* [Passage]
((

President, Spieckerman Retail
Of the threats mentioned, chain competition deserves its place at the top. My local Walgreens store happens to have the best price on my favorite wine (beating Walmart by $2 and with a discount for four or more, no case required). Once again, it boils down to diversification. Multi-category retailers can move and groove; category killers are more vulnerable than ever as chains attack frequently-purchased categories like wine and liquor in order to drive trip frequency. I’ve seen that some mid-sized liquor chains are exploring cannabis, however single store operators are in a difficult spot. Their best move is to kill with convenience — drive-thrus, curbside loading, delivery and always quick and friendly checkouts. Not everyone wants to traverse a football field to grab a six pack. In-store events are another option that resonates with Millennials and Gen Z, but that many operators leave alone.
Managing Director, RAM Communications
Perhaps the bigger threat to ALL wine and liquor stores is marijuana legalization. Media friends in Colorado, where weed has been legal for nearly six years, report the state has seen flat to lower off-premise sales of alcohol. And this during a craft beer/whiskey boom. If I were the owner of an independent wine and liquor store in a state that hasn’t legalized pot yet, I’d be looking into switching to that business.

))

* [Supplied material]
((

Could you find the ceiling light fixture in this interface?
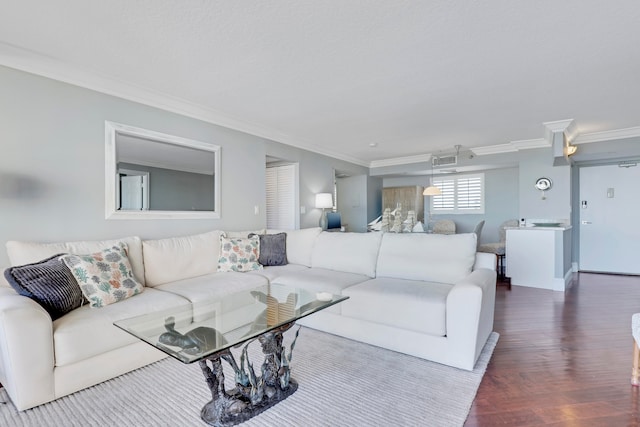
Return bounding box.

))

* [What the task asks] Transcribe the full passage on threats facing wine and liquor stores word for word, from the first line through the last.

* [Exercise output]
President, Spieckerman Retail
Of the threats mentioned, chain competition deserves its place at the top. My local Walgreens store happens to have the best price on my favorite wine (beating Walmart by $2 and with a discount for four or more, no case required). Once again, it boils down to diversification. Multi-category retailers can move and groove; category killers are more vulnerable than ever as chains attack frequently-purchased categories like wine and liquor in order to drive trip frequency. I’ve seen that some mid-sized liquor chains are exploring cannabis, however single store operators are in a difficult spot. Their best move is to kill with convenience — drive-thrus, curbside loading, delivery and always quick and friendly checkouts. Not everyone wants to traverse a football field to grab a six pack. In-store events are another option that resonates with Millennials and Gen Z, but that many operators leave alone.
Managing Director, RAM Communications
Perhaps the bigger threat to ALL wine and liquor stores is marijuana legalization. Media friends in Colorado, where weed has been legal for nearly six years, report the state has seen flat to lower off-premise sales of alcohol. And this during a craft beer/whiskey boom. If I were the owner of an independent wine and liquor store in a state that hasn’t legalized pot yet, I’d be looking into switching to that business.